» EXCERPT PROVIDED
Studio album by Merle Haggard
- Released: December 14, 2004
- Genre: Country, traditional pop
- Length: 39:29
- Label: Capitol
- Producer: Freddy Powers

Merle Haggard chronology
| I Wish I Was Santa Claus (2004) | Unforgettable (2004) | Chicago Wind (2005) |

= Unforgettable (Merle Haggard album) =

Unforgettable is the fifty-seventh studio album by American country singer and songwriter Merle Haggard, released in 2004.

==Background==
Unforgettable marked Haggard's return to Capitol Records, where he had enjoyed his biggest success for most of the 1960s and 1970s. This collection sees Haggard trying his hand at pre-rock and roll pop standards such as "Stardust" and "As Time Goes By." In addition to these classics, Haggard offers "What Can Love Do", which he composed with his wife Teresa, and covers the Freddy Powers song "Still Missing You". It peaked at number 39 on the Billboard country albums chart.

==Critical reception==

Stephen Thomas Erlewine of AllMusic deems the album as "warm, relaxed and laid-back, impeccably performed, and pleasurable to hear. Not that it contains any surprises—it's filled with low-key, piano-driven arrangements suited for a late-night smoky bar or any other of the many similarly styled standards records—but what makes Unforgettable work is Haggard's easy, assured delivery. He may not reinvent these songs, but he sings them as if they were his own, making this a small, romantic gem for listeners who love Hag the singer as much as they love Hag the writer."

» SUPPLIED MATERIAL
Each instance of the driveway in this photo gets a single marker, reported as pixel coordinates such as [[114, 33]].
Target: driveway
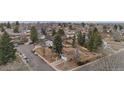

» WHAT YOU WILL DO
**A.** According to the article on Unforgettable, what position did the album reach on the Billboard country albums chart?
**B.** From the article on Unforgettable, quote everything from "Merle Haggard chronology" down to "country albums chart.".
**C.** Decide whether each statement agrees with the article on Unforgettable, answering yes or no and quoting the words that settle it: (i) The album was issued on Capitol Records. (ii) Haggard wrote "Still Missing You" with his wife Teresa. (iii) Freddy Powers produced the album.
Rely only on the article on Unforgettable.

» ANSWERS TO THE EXERCISE
**A.** Number 39.

**B.**
Merle Haggard chronology
| I Wish I Was Santa Claus (2004) | Unforgettable (2004) | Chicago Wind (2005) |

= Unforgettable (Merle Haggard album) =

Unforgettable is the fifty-seventh studio album by American country singer and songwriter Merle Haggard, released in 2004.

==Background==
Unforgettable marked Haggard's return to Capitol Records, where he had enjoyed his biggest success for most of the 1960s and 1970s. This collection sees Haggard trying his hand at pre-rock and roll pop standards such as "Stardust" and "As Time Goes By." In addition to these classics, Haggard offers "What Can Love Do", which he composed with his wife Teresa, and covers the Freddy Powers song "Still Missing You". It peaked at number 39 on the Billboard country albums chart.

**C.**
(i) Yes: "Unforgettable marked Haggard's return to Capitol Records"
(ii) No: "covers the Freddy Powers song "Still Missing You""
(iii) Yes: "Producer: Freddy Powers"